▶ **Problem requirements**
Filter by the string "below": return the lines of the material that contain it.
== Source material ==
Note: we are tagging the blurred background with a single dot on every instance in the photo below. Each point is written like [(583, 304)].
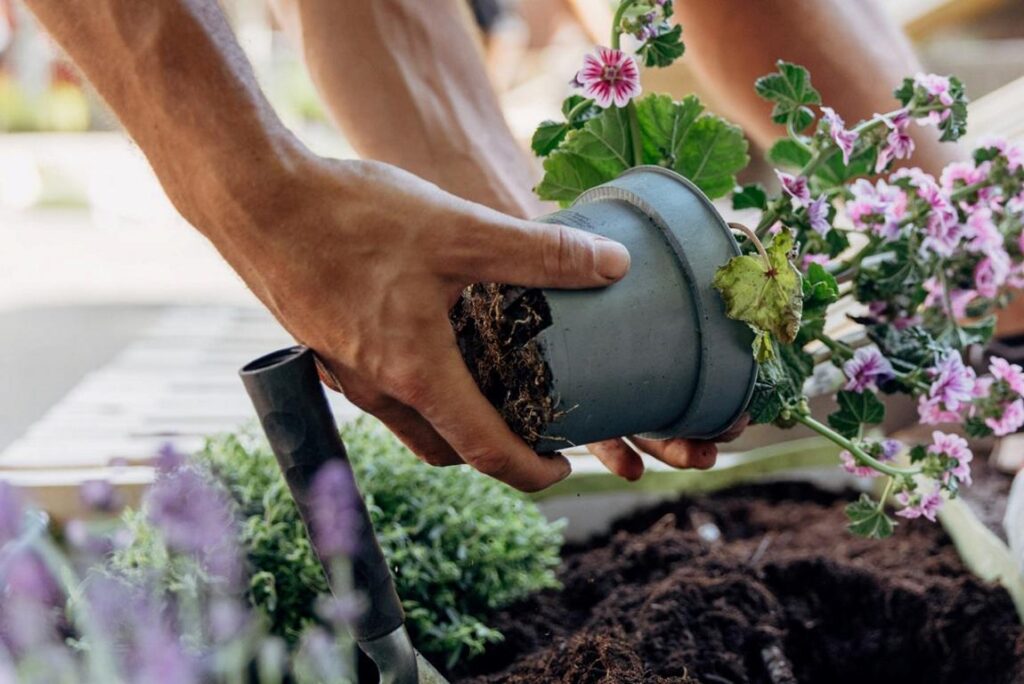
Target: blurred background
[(123, 329)]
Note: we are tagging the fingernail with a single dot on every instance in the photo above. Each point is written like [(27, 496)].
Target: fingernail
[(612, 259)]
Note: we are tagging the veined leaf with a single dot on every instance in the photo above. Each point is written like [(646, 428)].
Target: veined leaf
[(706, 148), (867, 520), (588, 157), (791, 90), (664, 49), (769, 297)]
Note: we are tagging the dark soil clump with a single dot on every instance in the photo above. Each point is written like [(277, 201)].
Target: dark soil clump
[(772, 590), (496, 327)]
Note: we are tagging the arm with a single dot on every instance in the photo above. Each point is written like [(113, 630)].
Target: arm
[(348, 256), (404, 81), (855, 53)]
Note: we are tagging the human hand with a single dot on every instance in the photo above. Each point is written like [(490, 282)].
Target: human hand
[(623, 460), (361, 262)]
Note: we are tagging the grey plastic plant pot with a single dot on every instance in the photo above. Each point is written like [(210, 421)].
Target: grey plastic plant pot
[(654, 353)]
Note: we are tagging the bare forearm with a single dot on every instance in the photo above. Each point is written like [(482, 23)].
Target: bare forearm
[(855, 53), (406, 82), (177, 80)]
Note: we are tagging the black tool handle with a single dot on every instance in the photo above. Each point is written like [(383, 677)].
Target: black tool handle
[(290, 401)]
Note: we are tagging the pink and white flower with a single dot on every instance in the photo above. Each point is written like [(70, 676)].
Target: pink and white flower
[(817, 216), (1004, 371), (796, 187), (916, 506), (952, 382), (865, 369), (850, 465), (991, 272), (938, 87), (955, 447), (981, 231), (843, 138), (610, 77), (898, 144), (1011, 420)]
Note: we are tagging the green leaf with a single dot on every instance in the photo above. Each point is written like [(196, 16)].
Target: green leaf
[(787, 153), (856, 409), (706, 148), (791, 90), (764, 350), (588, 157), (866, 519), (548, 136), (584, 115), (769, 297), (820, 289), (750, 197), (664, 49), (980, 332)]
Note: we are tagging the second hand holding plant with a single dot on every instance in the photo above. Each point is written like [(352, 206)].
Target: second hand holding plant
[(923, 255)]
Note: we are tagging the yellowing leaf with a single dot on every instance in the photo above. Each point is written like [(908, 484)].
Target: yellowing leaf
[(769, 297)]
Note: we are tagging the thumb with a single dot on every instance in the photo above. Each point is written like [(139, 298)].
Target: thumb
[(541, 255)]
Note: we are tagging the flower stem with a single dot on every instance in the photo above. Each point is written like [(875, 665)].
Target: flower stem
[(857, 453), (581, 107), (636, 141), (616, 20)]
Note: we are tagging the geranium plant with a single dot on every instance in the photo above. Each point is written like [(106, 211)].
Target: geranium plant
[(928, 259)]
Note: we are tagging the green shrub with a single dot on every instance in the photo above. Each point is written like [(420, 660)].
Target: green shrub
[(460, 544)]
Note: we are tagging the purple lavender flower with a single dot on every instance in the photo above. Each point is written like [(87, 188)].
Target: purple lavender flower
[(796, 187), (843, 138), (99, 495), (952, 382), (916, 506), (196, 517), (333, 510), (865, 369), (11, 512), (817, 215), (1011, 420)]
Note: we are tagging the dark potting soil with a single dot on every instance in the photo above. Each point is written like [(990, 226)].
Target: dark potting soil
[(782, 595), (496, 327)]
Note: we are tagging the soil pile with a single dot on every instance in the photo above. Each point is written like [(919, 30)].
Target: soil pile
[(760, 585)]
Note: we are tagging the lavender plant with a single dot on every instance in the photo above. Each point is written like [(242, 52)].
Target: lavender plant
[(66, 620), (929, 261)]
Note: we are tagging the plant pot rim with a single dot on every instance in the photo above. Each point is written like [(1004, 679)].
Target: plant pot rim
[(723, 366)]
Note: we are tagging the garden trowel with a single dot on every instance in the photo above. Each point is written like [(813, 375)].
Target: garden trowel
[(293, 410)]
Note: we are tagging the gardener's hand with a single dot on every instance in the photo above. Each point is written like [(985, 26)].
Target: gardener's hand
[(364, 263), (624, 461)]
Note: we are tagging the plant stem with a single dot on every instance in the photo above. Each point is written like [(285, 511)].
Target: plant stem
[(636, 141), (890, 481), (631, 110), (753, 237), (857, 453), (616, 20)]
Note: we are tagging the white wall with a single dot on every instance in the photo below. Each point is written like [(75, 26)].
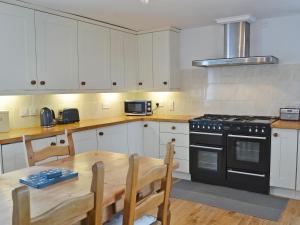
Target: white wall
[(275, 36)]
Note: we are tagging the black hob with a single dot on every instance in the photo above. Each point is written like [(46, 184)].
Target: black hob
[(245, 124)]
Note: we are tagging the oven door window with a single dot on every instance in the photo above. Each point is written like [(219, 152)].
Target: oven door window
[(208, 161), (247, 151)]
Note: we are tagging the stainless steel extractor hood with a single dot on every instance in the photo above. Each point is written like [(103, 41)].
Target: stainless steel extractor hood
[(236, 46)]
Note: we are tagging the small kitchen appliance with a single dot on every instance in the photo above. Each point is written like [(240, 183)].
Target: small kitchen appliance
[(138, 107), (4, 121), (70, 115), (47, 117), (232, 151), (290, 114)]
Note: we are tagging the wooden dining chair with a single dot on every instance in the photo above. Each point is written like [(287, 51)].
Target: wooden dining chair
[(135, 208), (50, 151), (87, 208)]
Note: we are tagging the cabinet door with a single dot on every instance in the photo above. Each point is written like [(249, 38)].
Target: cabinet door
[(284, 158), (131, 61), (13, 157), (85, 141), (166, 60), (56, 48), (113, 138), (151, 139), (117, 59), (17, 44), (298, 167), (145, 45), (94, 56), (43, 143), (135, 138)]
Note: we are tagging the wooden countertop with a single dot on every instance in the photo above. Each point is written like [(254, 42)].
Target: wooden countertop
[(15, 135), (283, 124)]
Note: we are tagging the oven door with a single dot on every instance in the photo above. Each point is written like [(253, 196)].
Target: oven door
[(247, 153), (207, 163), (135, 108)]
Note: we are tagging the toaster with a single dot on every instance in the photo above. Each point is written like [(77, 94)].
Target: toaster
[(290, 114), (4, 121), (68, 116)]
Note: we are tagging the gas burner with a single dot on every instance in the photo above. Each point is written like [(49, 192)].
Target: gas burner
[(235, 118)]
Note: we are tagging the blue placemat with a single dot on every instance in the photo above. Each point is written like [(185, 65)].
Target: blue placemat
[(48, 177)]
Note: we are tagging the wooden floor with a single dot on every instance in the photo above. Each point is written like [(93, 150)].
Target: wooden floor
[(189, 213)]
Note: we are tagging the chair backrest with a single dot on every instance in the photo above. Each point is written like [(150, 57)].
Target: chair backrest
[(133, 208), (49, 151), (68, 212)]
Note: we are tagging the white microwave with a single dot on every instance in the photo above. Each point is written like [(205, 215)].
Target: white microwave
[(138, 107)]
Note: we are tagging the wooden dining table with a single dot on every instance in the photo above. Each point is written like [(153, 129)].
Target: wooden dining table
[(116, 166)]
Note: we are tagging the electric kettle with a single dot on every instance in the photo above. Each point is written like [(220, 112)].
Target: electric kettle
[(47, 117)]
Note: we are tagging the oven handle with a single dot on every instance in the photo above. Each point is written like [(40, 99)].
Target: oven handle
[(244, 173), (249, 137), (206, 147), (204, 133)]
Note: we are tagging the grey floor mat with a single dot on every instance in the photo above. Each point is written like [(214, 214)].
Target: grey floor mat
[(253, 204)]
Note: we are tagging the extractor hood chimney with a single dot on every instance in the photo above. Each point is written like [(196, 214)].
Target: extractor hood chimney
[(236, 45)]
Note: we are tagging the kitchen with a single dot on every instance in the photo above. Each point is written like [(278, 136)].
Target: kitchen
[(97, 66)]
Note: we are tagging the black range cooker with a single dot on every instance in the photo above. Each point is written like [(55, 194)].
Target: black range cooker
[(232, 151)]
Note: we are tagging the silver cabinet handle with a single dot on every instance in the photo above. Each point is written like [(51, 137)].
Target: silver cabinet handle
[(249, 137), (244, 173), (204, 133), (206, 147)]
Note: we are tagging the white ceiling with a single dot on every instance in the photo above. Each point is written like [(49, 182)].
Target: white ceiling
[(178, 13)]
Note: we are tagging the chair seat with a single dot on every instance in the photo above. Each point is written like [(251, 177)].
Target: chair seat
[(145, 220)]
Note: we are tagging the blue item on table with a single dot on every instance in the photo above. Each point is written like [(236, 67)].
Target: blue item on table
[(48, 177)]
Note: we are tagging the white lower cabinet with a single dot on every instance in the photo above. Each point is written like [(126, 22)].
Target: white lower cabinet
[(113, 138), (85, 141), (178, 133), (13, 157), (284, 158), (181, 155), (151, 139), (135, 138)]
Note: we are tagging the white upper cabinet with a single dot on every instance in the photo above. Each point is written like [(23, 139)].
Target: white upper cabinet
[(94, 57), (166, 60), (284, 158), (17, 44), (145, 45), (56, 48), (131, 61), (117, 66)]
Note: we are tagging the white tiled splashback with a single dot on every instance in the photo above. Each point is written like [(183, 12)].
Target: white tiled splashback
[(250, 90)]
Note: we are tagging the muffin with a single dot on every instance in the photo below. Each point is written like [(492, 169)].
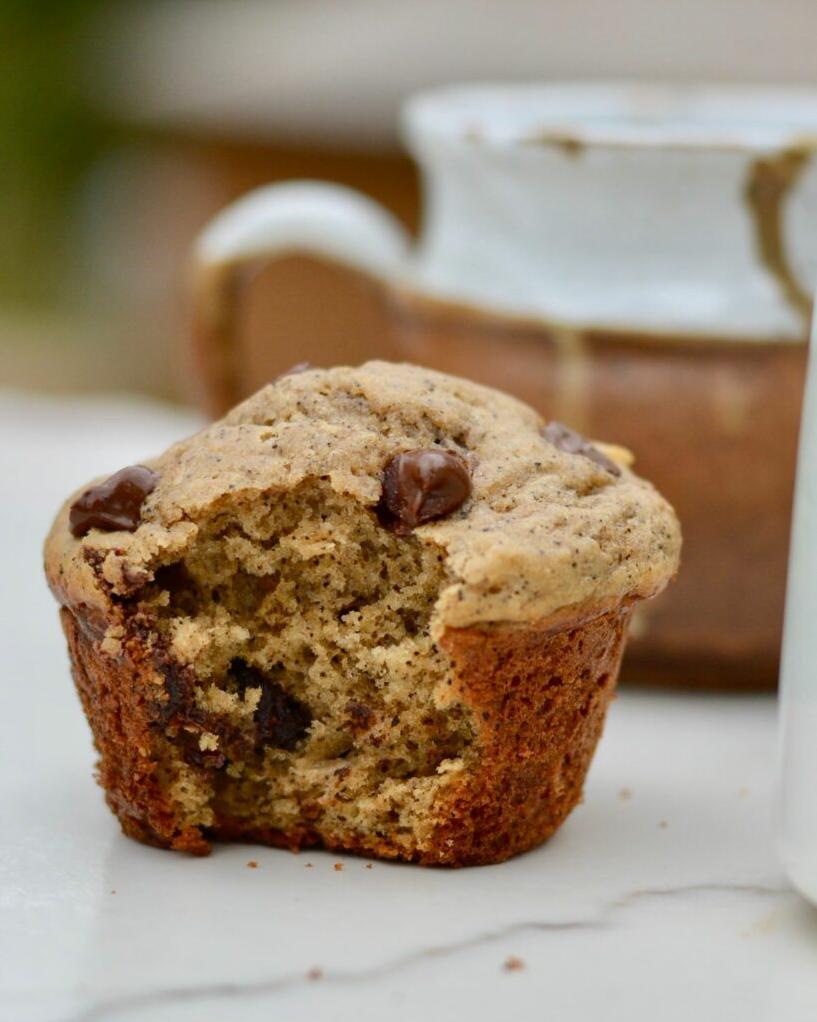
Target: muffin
[(378, 609)]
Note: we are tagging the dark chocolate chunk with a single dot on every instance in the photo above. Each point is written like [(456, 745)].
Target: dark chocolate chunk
[(569, 440), (280, 718), (115, 504), (420, 485)]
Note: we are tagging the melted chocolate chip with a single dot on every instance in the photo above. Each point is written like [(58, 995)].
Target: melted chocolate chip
[(419, 485), (115, 504), (569, 440), (280, 718)]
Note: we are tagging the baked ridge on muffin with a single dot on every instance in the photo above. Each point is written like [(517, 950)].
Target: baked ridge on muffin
[(378, 609)]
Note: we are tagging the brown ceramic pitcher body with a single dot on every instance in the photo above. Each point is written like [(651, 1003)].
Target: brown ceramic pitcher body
[(633, 261)]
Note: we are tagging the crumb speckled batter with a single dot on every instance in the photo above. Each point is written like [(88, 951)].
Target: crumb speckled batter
[(543, 529)]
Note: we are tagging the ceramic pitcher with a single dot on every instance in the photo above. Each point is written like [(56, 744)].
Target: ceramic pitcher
[(630, 259), (799, 674)]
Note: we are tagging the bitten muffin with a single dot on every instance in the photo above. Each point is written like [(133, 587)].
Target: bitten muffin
[(376, 609)]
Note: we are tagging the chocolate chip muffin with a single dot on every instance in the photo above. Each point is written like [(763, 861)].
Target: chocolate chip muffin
[(376, 609)]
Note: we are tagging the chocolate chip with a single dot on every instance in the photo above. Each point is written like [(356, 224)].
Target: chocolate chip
[(360, 715), (419, 485), (115, 504), (280, 718), (569, 440)]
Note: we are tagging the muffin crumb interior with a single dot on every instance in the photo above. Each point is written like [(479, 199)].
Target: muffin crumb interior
[(302, 686)]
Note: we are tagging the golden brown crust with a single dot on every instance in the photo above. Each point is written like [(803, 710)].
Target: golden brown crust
[(539, 698)]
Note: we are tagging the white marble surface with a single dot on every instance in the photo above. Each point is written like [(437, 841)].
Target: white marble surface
[(660, 899)]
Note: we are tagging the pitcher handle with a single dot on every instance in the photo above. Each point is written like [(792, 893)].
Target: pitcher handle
[(303, 217)]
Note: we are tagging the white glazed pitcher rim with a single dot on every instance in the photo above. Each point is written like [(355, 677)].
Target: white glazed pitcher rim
[(638, 114)]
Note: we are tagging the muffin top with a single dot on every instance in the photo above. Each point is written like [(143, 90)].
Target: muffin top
[(551, 523)]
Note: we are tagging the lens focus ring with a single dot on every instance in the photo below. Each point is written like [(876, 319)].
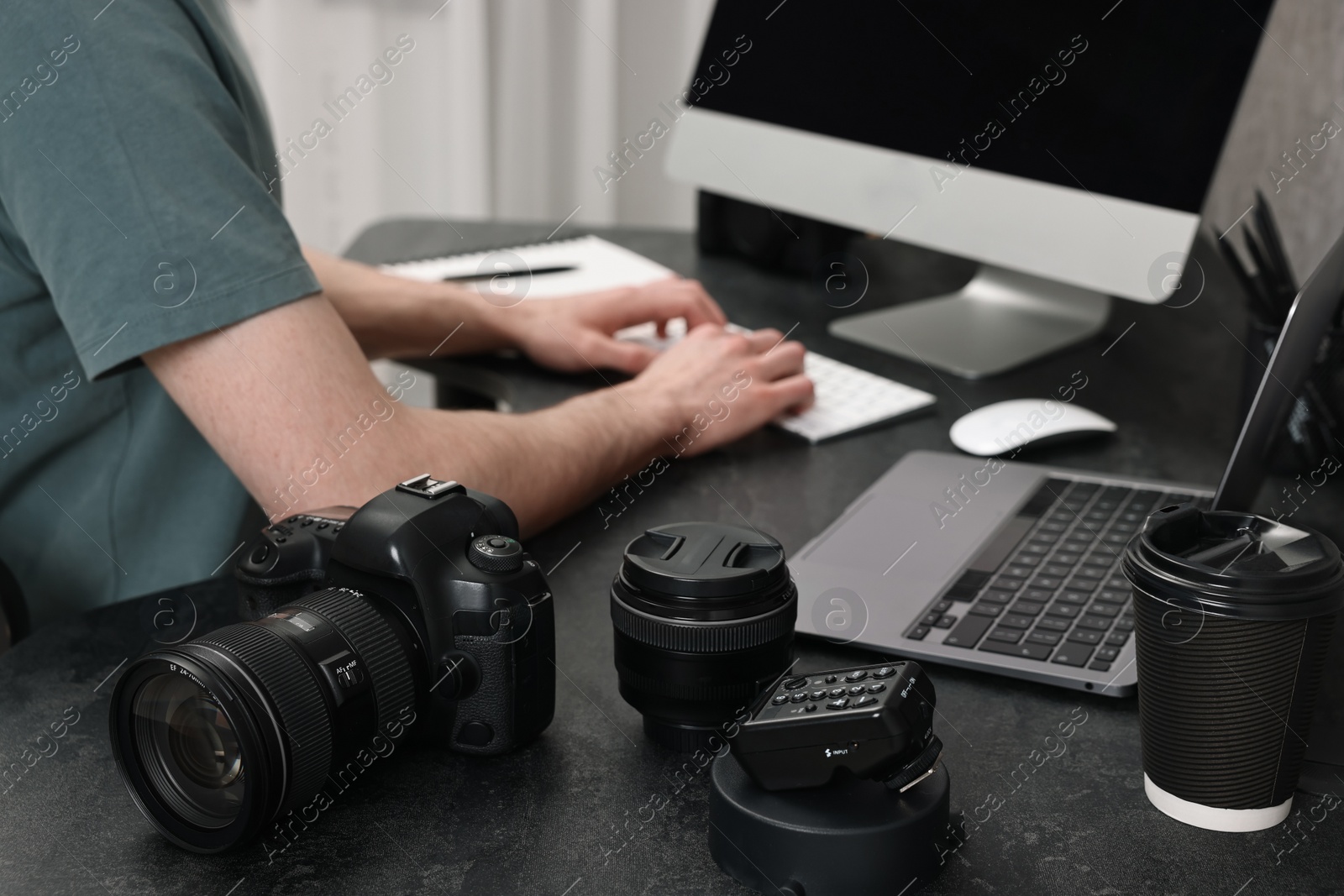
===
▶ **Reply to the exercise**
Note: we are tagging the blurred background with a single dot on every instance in the photo below. Each point is written like [(583, 304)].
Note: we are tagging the white wall with a single dot on every instance in the photo below. Each point is written like [(75, 26)].
Note: we are tagging the muffin with a single dot on every instance in the photo below. Each point is written like [(492, 169)].
Note: we are tagging the lens focus ring with a single dot on every instance in the photo below. Each point is written like [(876, 319)].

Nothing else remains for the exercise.